- [Problem statement]:
This exercise calls for the records to be repeated in full, exactly as written.

- [Listed entries]:
+++

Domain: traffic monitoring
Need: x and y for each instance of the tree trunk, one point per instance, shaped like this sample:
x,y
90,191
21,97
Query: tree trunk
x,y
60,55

+++

- [Exercise response]:
Domain: traffic monitoring
Need: x and y for each instance of the tree trunk, one point per instance, shaped like this sample:
x,y
90,191
21,97
Query: tree trunk
x,y
60,55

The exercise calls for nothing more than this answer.